:: Задания ::
[1] Измените фрагмент текста об отсылках к Пушкину, начиная со слов «В коробке новогодние» и заканчивая словами «или были таковыми.»: замените «поэтесса» на «автор» и приведите весь фрагмент.
[2] Чем мог бы продолжиться текст об отсылках к Пушкину? Допишите его, начав сразу после последнего предложения.

Там сорок первый (Иль тридцать девятый?)

Там страхом все обложены как ватой

В коробке новогодние шары

Там живы все еще еще жары —


в которых «Там некогда, в мечтах, сердечной думы полный...» из «Редеет облаков…» вытесняется вступительными двустишиями к «Руслану и Людмиле»: «Там лес и дол, видений полный, Там на заре нахлынут волны….». И далее, прозрачнее, «Сказка о царе Салтане»:


Во лбу сияет свастика горит

Во рту звезда и он не говорит


К Пушкину поэтесса возвращается неоднократно, делая его фигуру еще одной «надгробной» («Письма о русской поэзии. Лихорадка»), несмотря на заведомую вторичность отсылок к стихам и биографии Пушкина, которые чересчур «наше все» или были таковыми.

Сохранённые записи данных
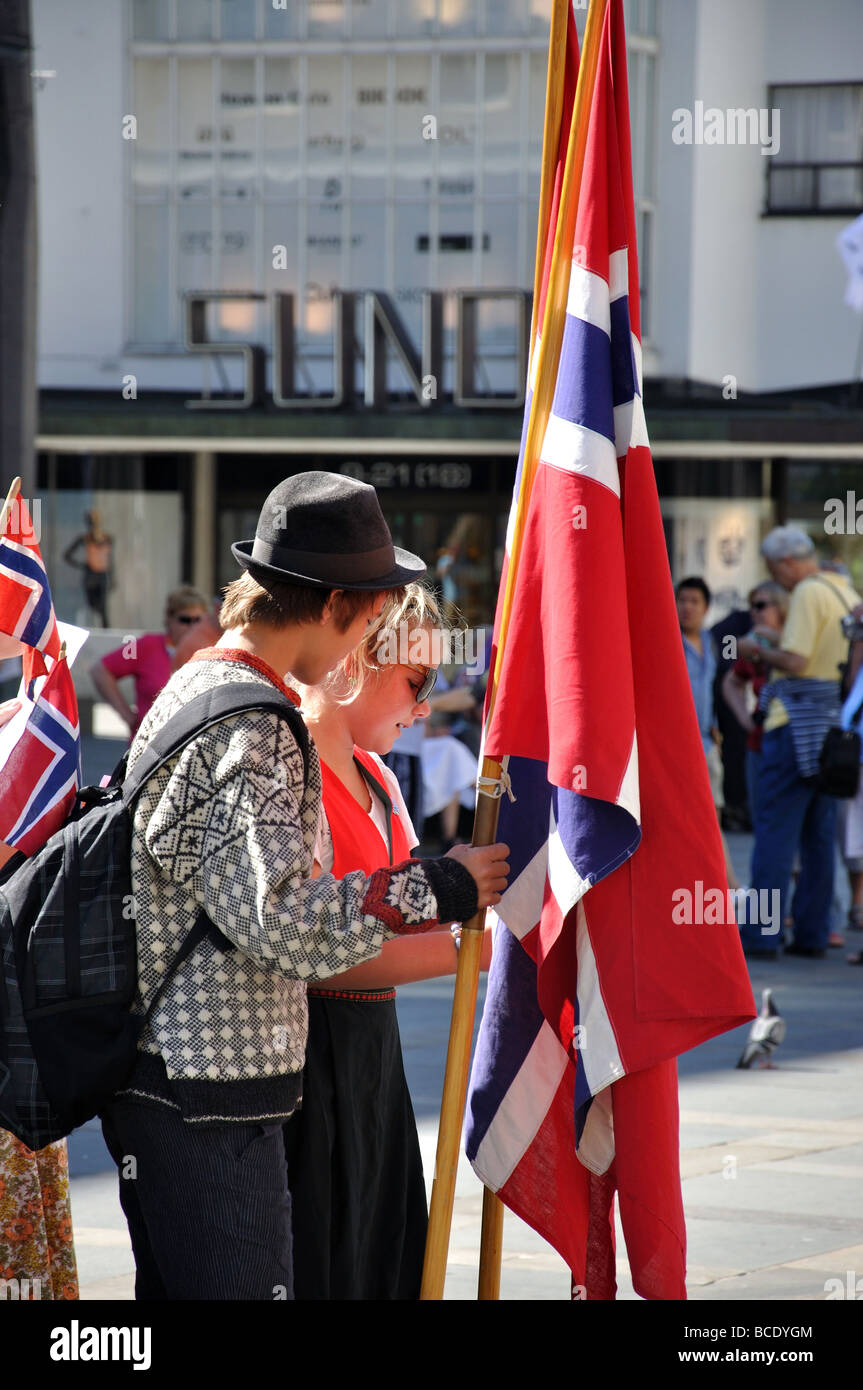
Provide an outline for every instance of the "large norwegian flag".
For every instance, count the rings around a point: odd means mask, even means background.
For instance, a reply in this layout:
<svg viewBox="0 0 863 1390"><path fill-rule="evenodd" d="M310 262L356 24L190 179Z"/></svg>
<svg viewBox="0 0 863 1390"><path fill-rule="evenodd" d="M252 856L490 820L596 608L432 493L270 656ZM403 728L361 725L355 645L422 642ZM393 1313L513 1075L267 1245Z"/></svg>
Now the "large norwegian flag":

:: Ответы к заданиям ::
[1]
В коробке новогодние шары

Там живы все еще еще жары —


в которых «Там некогда, в мечтах, сердечной думы полный...» из «Редеет облаков…» вытесняется вступительными двустишиями к «Руслану и Людмиле»: «Там лес и дол, видений полный, Там на заре нахлынут волны….». И далее, прозрачнее, «Сказка о царе Салтане»:


Во лбу сияет свастика горит

Во рту звезда и он не говорит


К Пушкину автор возвращается неоднократно, делая его фигуру еще одной «надгробной» («Письма о русской поэзии. Лихорадка»), несмотря на заведомую вторичность отсылок к стихам и биографии Пушкина, которые чересчур «наше все» или были таковыми.

[2]
Можно даже заключить, делая вывод из сказанного, что скорее это — бунт против мнимой «вторичности», нежели ее обживание. Бинарные категории «природы» и «истории», «первичности» и «вторичности», «вещей» и «слов» дезавуируются поэтическими событиями, происходящими в самом языке, знаки-референции которого не могут быть целиком отнесены ни к одному из членов данных оппозиций. И в этом утверждении себя через сам соблазненный язык, разыгрывающий разные «дискурсы» как языки культуры, от школьной программы по литературе до высоких гуманитарных штудий, — в этом утверждении, мотивированном «страданием», обнаруживает себя «модернистскость» Барсковой, конечно, преодолевающей традиции уже-существующего модернизма: Мережковских, круга Бенуа-Дягилева-Нижинского, Пастернака, Мандельштама в «Воздушной тревоге». Однако «симптом», может быть, — подпитанный сознанием «модернистской вины», вины в самом своем модернизме — возвращается как невольное воспроизведение модернистского освобождающего жеста. Это, повторю, не означает, что при медиумическом соприкосновении с другим в ярко индивидуализированной поэтической речи у Барсковой не происходит эмпатия, схватывание и вбирание в себя инаковости. Но такое схватывание происходит в уже данном, в готовых категориях травмы, страдания, солидарности.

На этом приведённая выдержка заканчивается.